#### RECORDS SUPPLIED ####
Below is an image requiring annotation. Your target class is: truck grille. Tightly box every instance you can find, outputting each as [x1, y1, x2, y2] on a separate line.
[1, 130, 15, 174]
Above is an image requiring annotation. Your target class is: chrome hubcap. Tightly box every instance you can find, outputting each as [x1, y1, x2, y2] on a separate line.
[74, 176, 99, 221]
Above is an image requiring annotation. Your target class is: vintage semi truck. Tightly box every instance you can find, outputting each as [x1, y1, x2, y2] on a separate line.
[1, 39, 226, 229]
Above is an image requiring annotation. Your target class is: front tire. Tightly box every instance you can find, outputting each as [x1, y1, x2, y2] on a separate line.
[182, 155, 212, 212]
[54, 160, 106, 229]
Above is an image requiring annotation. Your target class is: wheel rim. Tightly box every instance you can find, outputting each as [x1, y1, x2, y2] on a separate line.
####
## EXERCISE
Rewrite the records above with "Tightly box" changed to "Draw a tight box around" wherever it occurs, keeping everything else the same.

## RESPONSE TO THIS EXERCISE
Below is an image requiring annotation. Your target class is: truck grille. Draw a tight box around every instance you can find, outputting each as [x1, y1, x2, y2] on a separate line.
[1, 130, 15, 174]
Above is an image requiring annotation. Your target class is: chrome hubcap. Draw a tight box around every instance you can find, outputting each as [x1, y1, x2, y2] on a separate line.
[74, 176, 99, 221]
Above is an image requiring annotation. Your target class is: vintage semi truck. Draw a tight box around every instance you can find, outputting each as [x1, y1, x2, y2] on a separate line.
[1, 39, 226, 229]
Above is an image requiring annotation. Your target class is: front tire. Draw a tight box around every instance you can find, outputting each as [x1, y1, x2, y2] on a separate line.
[182, 155, 212, 212]
[54, 160, 106, 229]
Above is an image requiring annotation. Your target class is: wheel rim. Draw a tight box around every instance you can find, outputting each as [x1, y1, x2, y2] on a separate line.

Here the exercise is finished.